• **Assigned task**
Where does the string "roof" appear in the records? Copy each line that holds it.

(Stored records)

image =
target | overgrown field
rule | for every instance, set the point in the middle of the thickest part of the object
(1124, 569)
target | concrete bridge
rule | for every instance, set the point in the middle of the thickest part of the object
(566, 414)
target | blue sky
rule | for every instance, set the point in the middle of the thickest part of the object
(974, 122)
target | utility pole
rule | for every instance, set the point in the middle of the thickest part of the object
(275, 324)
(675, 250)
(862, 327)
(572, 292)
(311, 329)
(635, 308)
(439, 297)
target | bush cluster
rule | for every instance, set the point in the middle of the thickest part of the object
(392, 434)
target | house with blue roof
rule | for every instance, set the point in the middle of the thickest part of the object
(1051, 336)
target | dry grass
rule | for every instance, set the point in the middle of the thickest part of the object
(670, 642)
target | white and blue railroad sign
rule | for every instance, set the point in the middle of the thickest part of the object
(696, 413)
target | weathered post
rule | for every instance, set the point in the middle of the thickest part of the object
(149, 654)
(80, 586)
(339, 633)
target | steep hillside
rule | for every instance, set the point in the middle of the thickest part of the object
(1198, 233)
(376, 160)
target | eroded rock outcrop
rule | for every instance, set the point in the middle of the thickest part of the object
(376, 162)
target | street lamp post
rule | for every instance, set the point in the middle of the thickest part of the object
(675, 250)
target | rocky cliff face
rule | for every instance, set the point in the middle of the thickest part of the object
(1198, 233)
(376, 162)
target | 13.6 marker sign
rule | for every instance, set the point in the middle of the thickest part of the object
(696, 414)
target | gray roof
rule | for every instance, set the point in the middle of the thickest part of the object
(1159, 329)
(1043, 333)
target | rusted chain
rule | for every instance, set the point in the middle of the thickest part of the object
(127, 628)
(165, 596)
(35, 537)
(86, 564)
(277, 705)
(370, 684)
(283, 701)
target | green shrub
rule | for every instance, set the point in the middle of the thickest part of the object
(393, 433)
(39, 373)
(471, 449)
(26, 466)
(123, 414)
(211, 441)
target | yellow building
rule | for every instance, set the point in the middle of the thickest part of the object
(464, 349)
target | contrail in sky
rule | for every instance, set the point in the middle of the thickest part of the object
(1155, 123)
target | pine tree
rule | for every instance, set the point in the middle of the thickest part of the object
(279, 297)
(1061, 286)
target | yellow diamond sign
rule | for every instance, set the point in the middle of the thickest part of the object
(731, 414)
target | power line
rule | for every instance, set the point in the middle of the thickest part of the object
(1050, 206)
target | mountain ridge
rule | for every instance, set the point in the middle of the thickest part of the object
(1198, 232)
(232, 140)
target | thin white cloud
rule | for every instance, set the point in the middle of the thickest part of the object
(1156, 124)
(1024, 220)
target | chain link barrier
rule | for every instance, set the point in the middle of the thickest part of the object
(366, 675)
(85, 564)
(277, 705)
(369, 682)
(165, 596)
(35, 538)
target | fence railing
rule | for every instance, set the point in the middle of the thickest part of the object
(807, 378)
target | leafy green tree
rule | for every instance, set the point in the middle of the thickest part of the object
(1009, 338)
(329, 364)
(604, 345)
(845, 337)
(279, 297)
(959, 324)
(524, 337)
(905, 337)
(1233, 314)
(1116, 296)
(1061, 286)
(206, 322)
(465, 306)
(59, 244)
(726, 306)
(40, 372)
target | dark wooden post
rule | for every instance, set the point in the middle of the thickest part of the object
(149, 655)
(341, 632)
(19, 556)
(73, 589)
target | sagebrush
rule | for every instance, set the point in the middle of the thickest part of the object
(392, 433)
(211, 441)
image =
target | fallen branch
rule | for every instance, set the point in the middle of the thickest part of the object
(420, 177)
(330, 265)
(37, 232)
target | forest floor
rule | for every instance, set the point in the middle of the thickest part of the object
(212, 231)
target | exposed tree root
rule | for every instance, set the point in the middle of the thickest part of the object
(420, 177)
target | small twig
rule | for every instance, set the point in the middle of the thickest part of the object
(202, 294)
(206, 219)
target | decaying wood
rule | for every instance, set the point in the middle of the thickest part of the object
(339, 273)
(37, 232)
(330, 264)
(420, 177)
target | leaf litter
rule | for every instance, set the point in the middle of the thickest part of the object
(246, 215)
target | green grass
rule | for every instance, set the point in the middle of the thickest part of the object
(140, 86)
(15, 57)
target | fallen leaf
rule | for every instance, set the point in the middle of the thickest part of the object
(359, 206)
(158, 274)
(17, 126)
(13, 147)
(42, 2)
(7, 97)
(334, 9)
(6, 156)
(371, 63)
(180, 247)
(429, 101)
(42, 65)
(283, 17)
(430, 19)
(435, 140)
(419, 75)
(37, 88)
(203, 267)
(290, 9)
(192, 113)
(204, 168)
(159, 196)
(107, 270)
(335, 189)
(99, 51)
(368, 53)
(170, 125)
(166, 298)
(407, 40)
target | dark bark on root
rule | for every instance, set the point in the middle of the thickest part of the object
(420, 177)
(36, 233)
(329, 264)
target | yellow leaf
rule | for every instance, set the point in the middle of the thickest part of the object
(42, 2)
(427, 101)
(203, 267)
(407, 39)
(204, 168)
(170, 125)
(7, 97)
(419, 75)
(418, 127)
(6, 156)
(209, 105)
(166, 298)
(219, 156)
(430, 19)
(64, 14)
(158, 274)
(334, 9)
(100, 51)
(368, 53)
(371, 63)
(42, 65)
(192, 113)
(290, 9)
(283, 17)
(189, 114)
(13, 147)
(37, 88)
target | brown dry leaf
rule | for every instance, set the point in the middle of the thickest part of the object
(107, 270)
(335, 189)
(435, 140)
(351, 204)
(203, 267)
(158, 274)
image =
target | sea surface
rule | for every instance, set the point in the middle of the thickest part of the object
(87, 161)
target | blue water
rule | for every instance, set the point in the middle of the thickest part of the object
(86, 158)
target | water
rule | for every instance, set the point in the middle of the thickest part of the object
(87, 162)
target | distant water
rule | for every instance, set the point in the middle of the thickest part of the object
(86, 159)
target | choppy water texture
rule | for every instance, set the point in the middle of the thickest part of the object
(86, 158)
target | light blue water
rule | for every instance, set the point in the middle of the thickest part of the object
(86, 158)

• **Answer to the exercise**
target | house with blue roof
target | gray roof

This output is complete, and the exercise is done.